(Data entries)
"""

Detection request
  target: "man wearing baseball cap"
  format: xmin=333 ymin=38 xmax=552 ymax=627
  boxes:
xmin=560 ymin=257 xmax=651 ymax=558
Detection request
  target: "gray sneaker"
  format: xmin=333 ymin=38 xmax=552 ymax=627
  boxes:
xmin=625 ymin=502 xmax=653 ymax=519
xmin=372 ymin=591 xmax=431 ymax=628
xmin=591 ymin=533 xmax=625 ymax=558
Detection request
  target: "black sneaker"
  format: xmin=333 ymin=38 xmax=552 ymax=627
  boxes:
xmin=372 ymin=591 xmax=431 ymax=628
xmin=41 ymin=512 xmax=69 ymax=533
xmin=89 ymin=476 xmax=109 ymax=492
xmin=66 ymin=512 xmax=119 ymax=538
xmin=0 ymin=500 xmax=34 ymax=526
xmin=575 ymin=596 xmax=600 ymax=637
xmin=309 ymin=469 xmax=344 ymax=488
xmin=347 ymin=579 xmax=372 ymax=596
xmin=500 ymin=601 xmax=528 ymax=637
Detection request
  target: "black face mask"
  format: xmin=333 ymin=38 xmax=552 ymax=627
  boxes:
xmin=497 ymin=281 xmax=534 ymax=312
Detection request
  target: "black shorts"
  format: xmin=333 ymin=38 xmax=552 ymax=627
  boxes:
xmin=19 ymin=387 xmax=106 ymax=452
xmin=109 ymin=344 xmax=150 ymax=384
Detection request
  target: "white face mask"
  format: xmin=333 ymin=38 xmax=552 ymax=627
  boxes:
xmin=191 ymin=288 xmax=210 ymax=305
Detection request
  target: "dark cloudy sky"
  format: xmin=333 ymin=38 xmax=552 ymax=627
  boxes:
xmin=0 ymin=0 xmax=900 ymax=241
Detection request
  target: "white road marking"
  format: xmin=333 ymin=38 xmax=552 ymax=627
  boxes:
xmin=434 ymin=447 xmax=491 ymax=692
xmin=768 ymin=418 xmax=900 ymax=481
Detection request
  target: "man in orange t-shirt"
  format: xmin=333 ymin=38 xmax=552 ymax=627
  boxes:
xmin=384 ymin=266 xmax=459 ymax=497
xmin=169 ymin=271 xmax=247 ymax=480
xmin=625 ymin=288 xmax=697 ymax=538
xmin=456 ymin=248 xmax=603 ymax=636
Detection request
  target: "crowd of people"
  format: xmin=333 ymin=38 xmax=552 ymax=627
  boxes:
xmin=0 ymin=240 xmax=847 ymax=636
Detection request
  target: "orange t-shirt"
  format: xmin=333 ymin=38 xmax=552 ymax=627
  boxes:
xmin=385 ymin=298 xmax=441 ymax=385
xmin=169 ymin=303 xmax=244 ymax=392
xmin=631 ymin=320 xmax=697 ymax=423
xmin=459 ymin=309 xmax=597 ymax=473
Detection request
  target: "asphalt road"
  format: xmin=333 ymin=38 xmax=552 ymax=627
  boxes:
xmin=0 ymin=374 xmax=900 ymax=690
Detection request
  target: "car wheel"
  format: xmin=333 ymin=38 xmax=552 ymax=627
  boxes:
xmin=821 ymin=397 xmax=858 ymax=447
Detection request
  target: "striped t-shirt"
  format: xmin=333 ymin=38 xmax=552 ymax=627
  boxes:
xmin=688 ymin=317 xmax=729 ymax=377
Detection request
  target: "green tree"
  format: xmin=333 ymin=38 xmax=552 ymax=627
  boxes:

"""

== Work to do ==
Render every line of the listing above as a numbered list, omitting any blank lines.

== Task answer ==
1. Detection request
2.   target: "man wearing baseball cap"
3.   format: xmin=333 ymin=38 xmax=552 ymax=627
4.   boxes:
5. xmin=560 ymin=257 xmax=651 ymax=558
6. Detection request
7.   target: "gray sneaker"
8.   format: xmin=333 ymin=38 xmax=552 ymax=627
9.   boxes:
10. xmin=625 ymin=502 xmax=653 ymax=519
11. xmin=372 ymin=591 xmax=431 ymax=628
12. xmin=591 ymin=533 xmax=625 ymax=558
13. Detection request
14.   target: "black sneaker"
15.   format: xmin=333 ymin=38 xmax=552 ymax=627
16.   boxes:
17. xmin=372 ymin=591 xmax=431 ymax=628
18. xmin=41 ymin=512 xmax=69 ymax=533
19. xmin=89 ymin=476 xmax=109 ymax=492
20. xmin=66 ymin=512 xmax=119 ymax=538
21. xmin=0 ymin=500 xmax=34 ymax=526
22. xmin=575 ymin=596 xmax=600 ymax=637
23. xmin=309 ymin=469 xmax=344 ymax=488
24. xmin=347 ymin=579 xmax=372 ymax=596
25. xmin=500 ymin=601 xmax=528 ymax=637
26. Detection request
27.   target: "black face mask"
28.   format: xmin=333 ymin=38 xmax=552 ymax=627
29.   boxes:
30. xmin=497 ymin=281 xmax=534 ymax=312
31. Detection request
32.   target: "black shorts"
33.   format: xmin=333 ymin=38 xmax=552 ymax=627
34.   boxes:
35. xmin=19 ymin=387 xmax=106 ymax=452
36. xmin=109 ymin=344 xmax=150 ymax=384
37. Detection request
38.   target: "white face mask"
39.   format: xmin=333 ymin=38 xmax=552 ymax=627
40.   boxes:
41. xmin=191 ymin=288 xmax=210 ymax=305
42. Detection request
43.   target: "dark cloudy sky"
44.   format: xmin=333 ymin=38 xmax=552 ymax=627
45.   boxes:
46. xmin=0 ymin=0 xmax=900 ymax=241
47. Detection request
48.   target: "white road marking"
49.   format: xmin=333 ymin=38 xmax=552 ymax=627
50.   boxes:
51. xmin=434 ymin=447 xmax=491 ymax=692
52. xmin=768 ymin=418 xmax=900 ymax=481
53. Detection request
54.   target: "man in orange t-shirt"
55.   format: xmin=333 ymin=38 xmax=552 ymax=627
56.   boxes:
57. xmin=384 ymin=266 xmax=459 ymax=497
58. xmin=169 ymin=271 xmax=247 ymax=480
59. xmin=625 ymin=288 xmax=697 ymax=538
60. xmin=456 ymin=248 xmax=603 ymax=636
61. Detection request
62.   target: "crowd of people"
63.   format: xmin=333 ymin=38 xmax=552 ymax=627
64.   boxes:
65. xmin=0 ymin=240 xmax=847 ymax=636
66. Detection request
67.   target: "orange t-shirt"
68.   format: xmin=333 ymin=38 xmax=552 ymax=627
69.   boxes:
70. xmin=385 ymin=298 xmax=441 ymax=385
71. xmin=169 ymin=303 xmax=244 ymax=392
72. xmin=631 ymin=320 xmax=697 ymax=423
73. xmin=459 ymin=309 xmax=597 ymax=473
74. Detection request
75.   target: "asphalt road"
76.   format: xmin=333 ymin=38 xmax=552 ymax=627
77.   boxes:
78. xmin=0 ymin=374 xmax=900 ymax=690
79. Detection request
80.   target: "car wheel"
81.   format: xmin=333 ymin=38 xmax=552 ymax=627
82.   boxes:
83. xmin=821 ymin=397 xmax=858 ymax=447
84. Detection request
85.   target: "striped t-shirt"
86.   format: xmin=333 ymin=38 xmax=552 ymax=627
87.   boxes:
88. xmin=688 ymin=317 xmax=729 ymax=377
89. Detection request
90.   target: "green tree"
91.   format: xmin=333 ymin=38 xmax=552 ymax=627
92.   boxes:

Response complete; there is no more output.